What this task involves
Nothing other than an exact copy of the lines from the one containing "of the crowd" through the last line of the listing below should be written.

Data shown
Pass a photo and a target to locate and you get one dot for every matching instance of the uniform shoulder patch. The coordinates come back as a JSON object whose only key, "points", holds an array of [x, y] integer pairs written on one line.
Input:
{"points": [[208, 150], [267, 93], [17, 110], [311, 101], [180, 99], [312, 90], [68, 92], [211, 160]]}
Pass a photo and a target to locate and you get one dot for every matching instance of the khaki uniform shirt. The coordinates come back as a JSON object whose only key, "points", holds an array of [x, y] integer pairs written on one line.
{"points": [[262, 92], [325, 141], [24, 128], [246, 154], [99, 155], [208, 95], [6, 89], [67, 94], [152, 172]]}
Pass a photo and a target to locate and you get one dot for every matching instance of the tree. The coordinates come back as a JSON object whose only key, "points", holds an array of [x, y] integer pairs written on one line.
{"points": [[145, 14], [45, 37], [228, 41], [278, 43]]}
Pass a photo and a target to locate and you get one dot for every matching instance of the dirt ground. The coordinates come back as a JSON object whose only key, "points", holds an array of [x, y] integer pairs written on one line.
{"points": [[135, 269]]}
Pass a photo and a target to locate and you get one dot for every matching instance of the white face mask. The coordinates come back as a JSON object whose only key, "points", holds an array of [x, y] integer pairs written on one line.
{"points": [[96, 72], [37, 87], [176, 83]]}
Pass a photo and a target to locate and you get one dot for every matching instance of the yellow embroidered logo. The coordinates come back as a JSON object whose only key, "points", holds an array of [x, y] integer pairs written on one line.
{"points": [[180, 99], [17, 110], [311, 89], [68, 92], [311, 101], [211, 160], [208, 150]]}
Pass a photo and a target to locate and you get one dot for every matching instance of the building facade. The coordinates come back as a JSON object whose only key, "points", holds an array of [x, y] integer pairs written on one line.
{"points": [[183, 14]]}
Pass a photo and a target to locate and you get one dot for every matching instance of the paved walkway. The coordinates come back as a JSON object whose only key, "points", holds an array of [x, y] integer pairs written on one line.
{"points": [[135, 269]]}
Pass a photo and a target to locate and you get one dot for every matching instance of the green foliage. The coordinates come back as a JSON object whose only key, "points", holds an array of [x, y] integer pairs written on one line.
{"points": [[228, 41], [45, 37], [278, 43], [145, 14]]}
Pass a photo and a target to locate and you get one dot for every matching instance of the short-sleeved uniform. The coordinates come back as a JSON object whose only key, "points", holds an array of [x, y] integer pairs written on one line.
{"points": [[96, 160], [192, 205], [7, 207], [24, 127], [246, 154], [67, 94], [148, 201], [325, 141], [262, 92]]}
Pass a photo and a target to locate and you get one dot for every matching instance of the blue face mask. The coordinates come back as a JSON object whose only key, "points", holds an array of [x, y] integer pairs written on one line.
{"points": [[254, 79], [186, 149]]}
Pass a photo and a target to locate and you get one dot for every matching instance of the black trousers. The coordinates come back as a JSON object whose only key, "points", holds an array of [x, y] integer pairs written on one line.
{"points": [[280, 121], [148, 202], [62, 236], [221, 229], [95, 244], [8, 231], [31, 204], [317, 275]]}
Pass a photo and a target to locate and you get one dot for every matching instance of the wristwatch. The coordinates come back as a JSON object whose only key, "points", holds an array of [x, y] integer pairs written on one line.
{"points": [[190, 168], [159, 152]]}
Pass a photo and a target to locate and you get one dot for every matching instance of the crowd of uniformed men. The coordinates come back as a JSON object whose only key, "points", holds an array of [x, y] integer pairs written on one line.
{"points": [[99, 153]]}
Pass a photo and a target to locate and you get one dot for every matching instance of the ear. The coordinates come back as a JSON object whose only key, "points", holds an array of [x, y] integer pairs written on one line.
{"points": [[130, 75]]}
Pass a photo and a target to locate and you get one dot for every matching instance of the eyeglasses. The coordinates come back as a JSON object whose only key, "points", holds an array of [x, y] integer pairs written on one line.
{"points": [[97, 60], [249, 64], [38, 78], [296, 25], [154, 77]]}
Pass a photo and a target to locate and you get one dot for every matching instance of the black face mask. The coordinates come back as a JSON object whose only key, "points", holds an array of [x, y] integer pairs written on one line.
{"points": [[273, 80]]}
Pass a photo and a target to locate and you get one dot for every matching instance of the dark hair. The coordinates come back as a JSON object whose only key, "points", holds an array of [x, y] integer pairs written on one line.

Finished exercise
Pass a photo and a target to locate and you get one dot for every matching instance of the crowd of uniformed men. The coordinates come back as a JSON object whose only key, "points", holds an array of [x, y] integer pairs written on one line.
{"points": [[99, 153]]}
Pass a photo and a target to locate and you get one dot for every matching instance of the ear. The coordinates come back as a JSON object whose only key, "points", holds an array of [x, y] integer pairs written on one line.
{"points": [[130, 75]]}
Pass a photo and a target to locate and you get one dot for every matching instance of the eyeglasses. The coordinates come back as a JSON object whose only key, "points", holds an array of [x, y] integer pairs written on one line.
{"points": [[97, 60], [249, 64], [38, 78], [296, 25], [154, 77]]}
Pass a photo and a target to locate and you get one dot for every matching instance of the black face mask. The coordinates come back as a JSON object whose only key, "points", holds an array of [x, y] integer pairs written on one line.
{"points": [[273, 80]]}
Pass a photo and a target to locate and you get one dot for every matching instance of the dark hair. The coordinates come back as a JSON object whose only key, "points", holds an array of [x, y] integer pairs written on one line.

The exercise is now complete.